Given request:
Output the data exactly, with every line intact.

## start Records

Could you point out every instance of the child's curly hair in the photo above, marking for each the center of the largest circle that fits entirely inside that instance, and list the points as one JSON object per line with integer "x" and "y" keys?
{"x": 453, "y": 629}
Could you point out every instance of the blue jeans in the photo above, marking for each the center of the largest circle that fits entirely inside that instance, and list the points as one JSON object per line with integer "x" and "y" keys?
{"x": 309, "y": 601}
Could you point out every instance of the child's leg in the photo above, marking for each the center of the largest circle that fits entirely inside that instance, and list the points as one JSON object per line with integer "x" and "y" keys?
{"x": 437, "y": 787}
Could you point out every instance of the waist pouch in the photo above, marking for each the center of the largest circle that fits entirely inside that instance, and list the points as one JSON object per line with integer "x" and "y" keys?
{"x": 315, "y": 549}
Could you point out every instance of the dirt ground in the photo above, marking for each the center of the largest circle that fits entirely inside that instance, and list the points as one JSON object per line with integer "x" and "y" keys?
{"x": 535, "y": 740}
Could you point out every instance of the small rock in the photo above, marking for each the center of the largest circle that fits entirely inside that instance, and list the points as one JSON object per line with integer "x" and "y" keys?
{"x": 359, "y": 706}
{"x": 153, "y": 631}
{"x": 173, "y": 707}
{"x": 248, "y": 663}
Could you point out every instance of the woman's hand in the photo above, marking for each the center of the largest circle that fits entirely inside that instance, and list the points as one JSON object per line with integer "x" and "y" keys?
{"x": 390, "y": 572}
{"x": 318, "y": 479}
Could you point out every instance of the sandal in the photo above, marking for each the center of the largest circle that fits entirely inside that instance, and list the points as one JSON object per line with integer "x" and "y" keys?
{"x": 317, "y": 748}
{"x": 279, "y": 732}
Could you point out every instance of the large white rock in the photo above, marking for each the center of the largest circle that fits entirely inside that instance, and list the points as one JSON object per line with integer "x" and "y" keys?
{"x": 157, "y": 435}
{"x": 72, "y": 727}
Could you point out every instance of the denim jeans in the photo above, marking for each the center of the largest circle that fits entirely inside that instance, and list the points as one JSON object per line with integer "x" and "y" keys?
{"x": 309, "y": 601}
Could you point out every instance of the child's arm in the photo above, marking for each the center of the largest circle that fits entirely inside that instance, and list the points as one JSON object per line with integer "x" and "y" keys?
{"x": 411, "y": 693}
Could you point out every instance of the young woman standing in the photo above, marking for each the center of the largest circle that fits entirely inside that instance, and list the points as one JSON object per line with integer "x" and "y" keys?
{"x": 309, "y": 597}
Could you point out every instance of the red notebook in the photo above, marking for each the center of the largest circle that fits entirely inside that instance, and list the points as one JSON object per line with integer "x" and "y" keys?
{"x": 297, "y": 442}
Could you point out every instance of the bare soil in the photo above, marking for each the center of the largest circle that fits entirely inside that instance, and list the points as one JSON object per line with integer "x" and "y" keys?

## end Records

Answer to this exercise:
Could you point out every instance of the child's curly hair in the photo above, marking for each the center of the largest circle that fits entirely inside that instance, and list the points as one JSON object per line with integer "x" and "y" keys?
{"x": 453, "y": 629}
Could you point out every instance of the blue jeans in the photo above, marking for each the center of the largest circle that fits entirely inside that instance, and list the points as one JSON object per line with integer "x" and "y" keys?
{"x": 309, "y": 601}
Could you point out every instance of the child's leg in the photo above, marking for each the center of the largest circle that fits entirely inside that instance, and list the points as one JSON object per line with integer "x" and "y" keys?
{"x": 437, "y": 787}
Could you point out every instance of the waist pouch in the photo above, marking for each the center of the largest circle that fits entirely inside that instance, and list the points as one JSON object per line with integer "x" and "y" keys?
{"x": 315, "y": 549}
Could you point out every instance of the dirt ground in the photo above, marking for each the center of the largest circle that fits entirely inside that instance, and list the points as one JSON object per line with integer "x" and "y" keys?
{"x": 535, "y": 740}
Could you point out every instance of the small rock in the photo above, marking for each the center of the largest circle that fits entirely inside that instance, and list the points as one JSON object per line with integer "x" and "y" keys?
{"x": 359, "y": 706}
{"x": 153, "y": 631}
{"x": 173, "y": 707}
{"x": 248, "y": 663}
Could you point out every instance of the woman's hand in the photo above, marking for each the center of the largest circle that fits entirely inside that instance, and list the points as one JSON object per line with integer "x" and "y" keys?
{"x": 390, "y": 572}
{"x": 318, "y": 479}
Could you point out every instance of the sandal in the photo above, marking for each the center of the largest circle that fits entirely inside that instance, and list the points as one JSON object per line with integer "x" and "y" keys?
{"x": 317, "y": 748}
{"x": 279, "y": 732}
Could you point out every instance of the large white rock in the photo above, marking for each the center of the largest circle that fits entirely inside that instance, and list the points as one JSON object per line with integer "x" and "y" keys?
{"x": 157, "y": 435}
{"x": 72, "y": 727}
Could you point out every instance of the denim jeans in the photo above, marking for each the center of the largest circle that fits entirely inside that instance, and list the points as one JSON object per line with integer "x" and "y" keys?
{"x": 309, "y": 601}
Could you point out every instance of the child's arm in the photo above, marking for each the center of the largest circle that fits entirely inside that instance, and list the points as one JSON object per line with integer "x" and "y" keys?
{"x": 411, "y": 693}
Could you point out every instance of the young woman standing in the photo above, marking for each the center of the largest circle that fits entirely inside that instance, and list the points as one JSON object per line with integer "x" and "y" keys?
{"x": 309, "y": 597}
Could you point out every instance of the red notebook in the photo above, marking for each the center of the largest circle that fits entirely inside that instance, and list the points as one JSON object per line with integer "x" and "y" keys?
{"x": 297, "y": 442}
Could you point out every instance of the bare soil in the photo above, marking for each the center of the largest circle that fits entirely inside that instance, and list the points as one JSON object per line with integer "x" and "y" keys?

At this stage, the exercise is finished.